(A block of data)
════════════════
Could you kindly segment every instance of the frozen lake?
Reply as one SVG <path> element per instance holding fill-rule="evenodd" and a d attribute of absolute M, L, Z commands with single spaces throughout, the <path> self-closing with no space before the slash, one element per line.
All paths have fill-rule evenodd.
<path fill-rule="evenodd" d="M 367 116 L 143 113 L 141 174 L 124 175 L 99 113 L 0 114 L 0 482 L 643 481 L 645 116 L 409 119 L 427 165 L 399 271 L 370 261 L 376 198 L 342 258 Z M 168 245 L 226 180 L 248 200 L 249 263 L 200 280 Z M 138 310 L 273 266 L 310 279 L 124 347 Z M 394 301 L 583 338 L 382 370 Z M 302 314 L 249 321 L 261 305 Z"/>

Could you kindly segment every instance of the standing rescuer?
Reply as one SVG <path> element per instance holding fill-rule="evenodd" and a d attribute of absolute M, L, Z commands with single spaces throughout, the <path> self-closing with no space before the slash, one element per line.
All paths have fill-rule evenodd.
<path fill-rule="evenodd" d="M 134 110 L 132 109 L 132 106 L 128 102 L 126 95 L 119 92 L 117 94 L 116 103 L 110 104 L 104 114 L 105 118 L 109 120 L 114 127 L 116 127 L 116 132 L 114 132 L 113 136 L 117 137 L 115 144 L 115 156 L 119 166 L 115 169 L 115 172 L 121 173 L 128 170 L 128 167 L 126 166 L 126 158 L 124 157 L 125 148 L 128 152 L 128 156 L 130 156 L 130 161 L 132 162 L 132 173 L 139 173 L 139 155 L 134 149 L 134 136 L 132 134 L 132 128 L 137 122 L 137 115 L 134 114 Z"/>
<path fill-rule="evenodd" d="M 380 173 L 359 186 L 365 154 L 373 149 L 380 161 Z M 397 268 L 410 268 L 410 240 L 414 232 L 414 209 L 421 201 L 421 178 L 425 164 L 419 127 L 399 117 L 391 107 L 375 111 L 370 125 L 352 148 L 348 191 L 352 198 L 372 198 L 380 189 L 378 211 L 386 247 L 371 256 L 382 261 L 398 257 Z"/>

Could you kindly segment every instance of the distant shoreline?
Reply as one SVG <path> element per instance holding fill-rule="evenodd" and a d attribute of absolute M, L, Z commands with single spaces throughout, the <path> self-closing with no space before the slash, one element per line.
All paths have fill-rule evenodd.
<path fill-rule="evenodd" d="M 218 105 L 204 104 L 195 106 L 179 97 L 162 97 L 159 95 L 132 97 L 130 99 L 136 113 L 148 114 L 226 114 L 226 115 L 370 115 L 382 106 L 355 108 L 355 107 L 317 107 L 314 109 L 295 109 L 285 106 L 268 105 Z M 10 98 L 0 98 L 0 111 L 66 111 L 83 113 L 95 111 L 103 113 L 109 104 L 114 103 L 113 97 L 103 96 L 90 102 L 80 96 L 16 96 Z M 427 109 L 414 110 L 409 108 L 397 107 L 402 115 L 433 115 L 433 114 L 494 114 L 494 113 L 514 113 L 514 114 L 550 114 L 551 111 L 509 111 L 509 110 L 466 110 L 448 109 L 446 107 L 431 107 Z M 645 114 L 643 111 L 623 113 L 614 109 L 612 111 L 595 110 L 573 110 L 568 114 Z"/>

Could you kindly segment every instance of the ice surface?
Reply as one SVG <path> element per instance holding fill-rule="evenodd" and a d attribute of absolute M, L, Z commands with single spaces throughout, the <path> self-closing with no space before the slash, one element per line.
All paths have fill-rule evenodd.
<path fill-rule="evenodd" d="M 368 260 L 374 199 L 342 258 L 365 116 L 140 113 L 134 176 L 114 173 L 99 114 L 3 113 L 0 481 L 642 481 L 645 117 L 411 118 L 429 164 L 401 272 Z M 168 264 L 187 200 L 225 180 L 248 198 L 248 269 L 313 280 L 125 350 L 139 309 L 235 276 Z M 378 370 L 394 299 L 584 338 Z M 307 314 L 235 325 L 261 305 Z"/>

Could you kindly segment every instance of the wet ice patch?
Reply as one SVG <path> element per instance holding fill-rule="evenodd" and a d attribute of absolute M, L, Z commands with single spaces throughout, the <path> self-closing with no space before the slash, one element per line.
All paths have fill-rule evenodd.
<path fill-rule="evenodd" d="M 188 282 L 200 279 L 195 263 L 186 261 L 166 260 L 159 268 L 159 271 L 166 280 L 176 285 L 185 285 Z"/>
════════════════
EXERCISE REQUIREMENTS
Turn every line of the records above into a Markdown table with the columns "Row" and "Line," numbering the rows and dropping blank lines.

REPLY
| Row | Line |
|---|---|
| 1 | Could you kindly segment every instance of the frozen lake? |
| 2 | Reply as one SVG <path> element per instance holding fill-rule="evenodd" and a d attribute of absolute M, L, Z commands with single spaces throughout, the <path> self-closing with no space before the slash, one element per line. |
| 3 | All paths have fill-rule evenodd. |
| 4 | <path fill-rule="evenodd" d="M 367 116 L 143 113 L 141 174 L 124 175 L 99 113 L 0 114 L 0 482 L 643 481 L 645 116 L 409 119 L 427 165 L 399 271 L 370 261 L 376 198 L 342 258 Z M 168 245 L 226 180 L 248 200 L 249 263 L 200 280 Z M 138 310 L 273 266 L 310 279 L 124 347 Z M 394 301 L 583 338 L 382 370 Z M 302 314 L 249 321 L 261 305 Z"/> |
| 5 | Could you kindly segment every instance of the standing rescuer? |
| 6 | Reply as one SVG <path> element per instance holding fill-rule="evenodd" and a d attribute of absolute M, L, Z commands with single spaces throughout, the <path> self-closing with no space before the slash, one element per line. |
| 7 | All paths have fill-rule evenodd. |
| 8 | <path fill-rule="evenodd" d="M 134 110 L 132 109 L 132 106 L 128 102 L 126 95 L 119 92 L 117 94 L 116 103 L 110 104 L 104 114 L 105 118 L 109 120 L 114 127 L 116 127 L 116 132 L 114 132 L 113 136 L 117 137 L 115 144 L 115 156 L 119 166 L 115 169 L 115 172 L 121 173 L 128 170 L 128 167 L 126 166 L 126 158 L 124 157 L 125 148 L 128 152 L 128 156 L 130 156 L 130 161 L 132 162 L 132 173 L 139 173 L 139 155 L 134 149 L 134 136 L 132 134 L 132 128 L 137 122 L 137 115 L 134 114 Z"/> |
| 9 | <path fill-rule="evenodd" d="M 380 173 L 359 186 L 365 154 L 373 149 L 380 161 Z M 397 268 L 410 268 L 410 240 L 414 232 L 414 209 L 421 201 L 421 178 L 425 164 L 419 127 L 399 117 L 391 107 L 375 111 L 370 125 L 352 148 L 348 191 L 352 198 L 372 198 L 380 189 L 378 211 L 386 247 L 371 256 L 382 261 L 398 257 Z"/> |
| 10 | Could you kindly segment every instance of the distant shoreline? |
| 11 | Reply as one SVG <path> element per instance holding fill-rule="evenodd" and a d attribute of absolute M, L, Z commands with single spaces throughout, the <path> self-closing with no space before the slash, one element per line. |
| 12 | All paths have fill-rule evenodd. |
| 13 | <path fill-rule="evenodd" d="M 218 105 L 204 104 L 195 106 L 179 97 L 162 97 L 159 95 L 132 97 L 130 99 L 136 113 L 148 114 L 226 114 L 226 115 L 370 115 L 382 106 L 355 108 L 355 107 L 317 107 L 314 109 L 295 109 L 285 106 L 268 105 Z M 10 98 L 0 98 L 0 111 L 66 111 L 83 113 L 95 111 L 103 113 L 109 104 L 114 103 L 113 97 L 103 96 L 90 102 L 80 96 L 16 96 Z M 427 109 L 414 110 L 409 108 L 397 107 L 402 115 L 433 115 L 433 114 L 494 114 L 494 113 L 514 113 L 514 114 L 550 114 L 551 111 L 509 111 L 509 110 L 466 110 L 448 109 L 446 107 L 431 107 Z M 645 114 L 643 111 L 623 113 L 614 109 L 612 111 L 595 110 L 573 110 L 568 114 Z"/> |
| 14 | Could you kindly segment every instance of the ice surface? |
| 15 | Reply as one SVG <path> element per instance holding fill-rule="evenodd" and a d attribute of absolute M, L, Z commands with single spaces throughout, the <path> self-closing with no space before the slash, one element per line. |
| 16 | All paths have fill-rule evenodd. |
| 17 | <path fill-rule="evenodd" d="M 368 260 L 374 199 L 342 258 L 365 116 L 140 113 L 134 176 L 114 173 L 99 114 L 3 113 L 0 481 L 642 481 L 645 117 L 411 118 L 429 164 L 401 272 Z M 168 264 L 187 200 L 225 180 L 248 198 L 248 269 L 313 280 L 125 350 L 139 309 L 235 276 Z M 378 370 L 394 299 L 584 338 Z M 307 314 L 235 325 L 261 305 Z"/> |
| 18 | Could you kindly segment every instance of the wet ice patch? |
| 19 | Reply as one SVG <path> element per instance holding fill-rule="evenodd" and a d attribute of absolute M, L, Z commands with single spaces throughout, the <path> self-closing with no space before the slash, one element per line. |
| 20 | All paths have fill-rule evenodd. |
| 21 | <path fill-rule="evenodd" d="M 188 282 L 200 279 L 195 263 L 186 261 L 166 260 L 159 268 L 159 271 L 166 280 L 176 285 L 185 285 Z"/> |